It's May and commencement time! Last weekend, Wheelock College and hundreds of other institutions across the country celebrated the proud tradition of college graduation, a joyous time for students, their families, friends, and of course faculty and the entire college community. Hundreds of thousands of people listened to a commencement address that in some way encouraged the graduates to contribute to society. At Wheelock, Dr. Howard Koh, assistant secretary for Health for the United States Department of Health and Human Services, delivered a meaningful and passionate address. He advised our graduates to live by three guiding themes as they make their way in life: Stand for something bigger than yourself, connect with someone every day, and practice an "attitude of gratitude." All excellent words of advice.
Graduation and the many festivities leading up to commencement remind us that college is not simply, nor should it be, a course of study leading to employment. Our greatest aspiration for our students is that they leave college transformed -- a more confident, competent, compassionate and passionate lifelong learner who is able to learn and grow through the ups and downs of their professional and personal journeys.
For the students who graduate committed to service -- meaning they have chosen helping others as their life's work, college is a wonderful opportunity to explore the many professional ways to serve. It also provides students with the time to better understand themselves -- why they are personally committed to service and what drives them to work in challenging complicated environments that, in most cases, will not offer high remuneration. These students will find themselves in classrooms, working in hospitals and health settings -- they will be community organizers and youth advocates. They will sometimes work in high-risk, low-paying jobs. Many will leave college to travel across the world to join Peace Corps or some other world service organization. These students are passionate idealists ready to change the world for the better. We applaud, celebrate and encourage them to go forth with courage, and perseverance as the world desperately needs them!
A hallmark of a Wheelock education is our deep commitment to providing students with the rigorous academic preparation along with "real world" experiences necessary to develop and nurture their special call to service. Students leave Wheelock with numerous "real world" experiences that are valuable in shaping their life journey such as rebuilding homes in New Orleans, teaching a child to read, working with children undergoing medical treatment, or learning about the peacekeeping process in Northern Ireland. We do this work in collaboration with over 280 community partnerships in Boston-area schools, social service agencies, and hospitals and across the world. One example of this commitment is our partnership with City Year. City Year unites young people of all backgrounds to serve as tutors, mentors, and role models for children in grades three through nine. Every time I encounter a City Year graduate, I am inspired by their idealism, commitment, leadership and the high level of maturity these students bring to our campus. Through our City Year partnership, Wheelock offers "Give a Year" scholarships to undergraduate and graduate students who have served in City Year and who want to prepare for a professional career in service. We are honored to offer these students an environment of like-minded people for whom service to humankind is their life's' calling.

TASKS AND EXERCISES -
a. Repeat the passage from the Wheelock commencement essay word for word, starting with "It's May and" and going on through "words of advice.".
b. Carry on the Wheelock commencement essay from its last sentence.

SUPPLIED RECORDS -
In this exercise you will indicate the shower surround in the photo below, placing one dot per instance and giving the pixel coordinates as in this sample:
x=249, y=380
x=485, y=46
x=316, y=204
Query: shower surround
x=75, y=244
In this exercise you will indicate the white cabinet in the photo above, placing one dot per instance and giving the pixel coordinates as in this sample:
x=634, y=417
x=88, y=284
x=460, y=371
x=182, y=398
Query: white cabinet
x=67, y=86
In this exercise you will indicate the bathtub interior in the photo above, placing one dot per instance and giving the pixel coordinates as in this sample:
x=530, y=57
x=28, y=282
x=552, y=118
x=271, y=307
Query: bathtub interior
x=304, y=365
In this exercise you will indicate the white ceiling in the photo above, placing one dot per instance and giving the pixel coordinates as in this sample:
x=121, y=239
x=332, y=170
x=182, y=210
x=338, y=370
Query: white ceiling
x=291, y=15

---

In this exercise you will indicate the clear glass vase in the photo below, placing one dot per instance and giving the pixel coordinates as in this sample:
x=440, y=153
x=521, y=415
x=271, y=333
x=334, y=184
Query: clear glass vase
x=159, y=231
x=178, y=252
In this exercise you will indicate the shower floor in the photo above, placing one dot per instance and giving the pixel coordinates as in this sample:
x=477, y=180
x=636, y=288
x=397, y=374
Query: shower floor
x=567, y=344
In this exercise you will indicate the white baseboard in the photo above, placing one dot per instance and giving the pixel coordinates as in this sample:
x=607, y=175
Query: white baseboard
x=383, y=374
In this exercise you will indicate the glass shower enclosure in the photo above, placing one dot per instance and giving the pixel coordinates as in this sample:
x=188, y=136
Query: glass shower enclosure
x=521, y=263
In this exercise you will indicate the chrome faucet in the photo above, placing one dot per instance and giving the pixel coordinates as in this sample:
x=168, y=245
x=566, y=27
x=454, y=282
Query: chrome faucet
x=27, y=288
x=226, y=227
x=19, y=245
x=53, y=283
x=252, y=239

==

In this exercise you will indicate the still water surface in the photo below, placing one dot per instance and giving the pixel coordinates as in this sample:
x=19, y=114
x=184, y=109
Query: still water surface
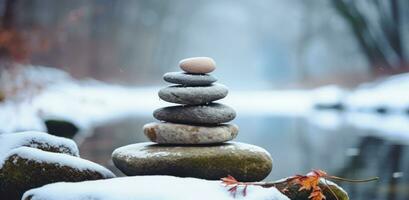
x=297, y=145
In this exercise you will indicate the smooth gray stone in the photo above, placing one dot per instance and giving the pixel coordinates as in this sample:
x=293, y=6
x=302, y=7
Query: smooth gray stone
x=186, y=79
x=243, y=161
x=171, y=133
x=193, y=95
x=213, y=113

RESPONSES -
a.
It's May and commencement time! Last weekend, Wheelock College and hundreds of other institutions across the country celebrated the proud tradition of college graduation, a joyous time for students, their families, friends, and of course faculty and the entire college community. Hundreds of thousands of people listened to a commencement address that in some way encouraged the graduates to contribute to society. At Wheelock, Dr. Howard Koh, assistant secretary for Health for the United States Department of Health and Human Services, delivered a meaningful and passionate address. He advised our graduates to live by three guiding themes as they make their way in life: Stand for something bigger than yourself, connect with someone every day, and practice an "attitude of gratitude." All excellent words of advice.

b.
Our Wheelock College founder, Lucy Wheelock, in reflecting on the issue of social justice wrote, "the one thing that makes life worth living is to serve a cause." We know that serving a cause will not be easy -- it hard and challenging work. It's tough! At Wheelock, we ask our students the question: Are you tough enough to inspire a World of Good? With this simple expression, we are telling the world that it takes a special kind of person to do the admirable yet often challenging work in which Wheelock alumni and students engage. It takes strong character, a willingness to take on the challenges that others may consider not as meaningful or too difficult, and a great fortitude.
Last week hundreds of Wheelock graduates, along with thousands of others throughout this country, answered the question, Are you tough enough to inspire a world of good with a resounding YES!! I am grateful to these graduates who will commence into the next phase of their life journey dedicated to making this a better world. They will take on the professional roles: within classrooms, in schools, in community based organizations, business, and government to make sure the world responds effectively to children and family needs, keeping their critical issues at the forefront. In doing so, they will live Lucy Wheelock's life lesson and improve the lives of children and families throughout the world.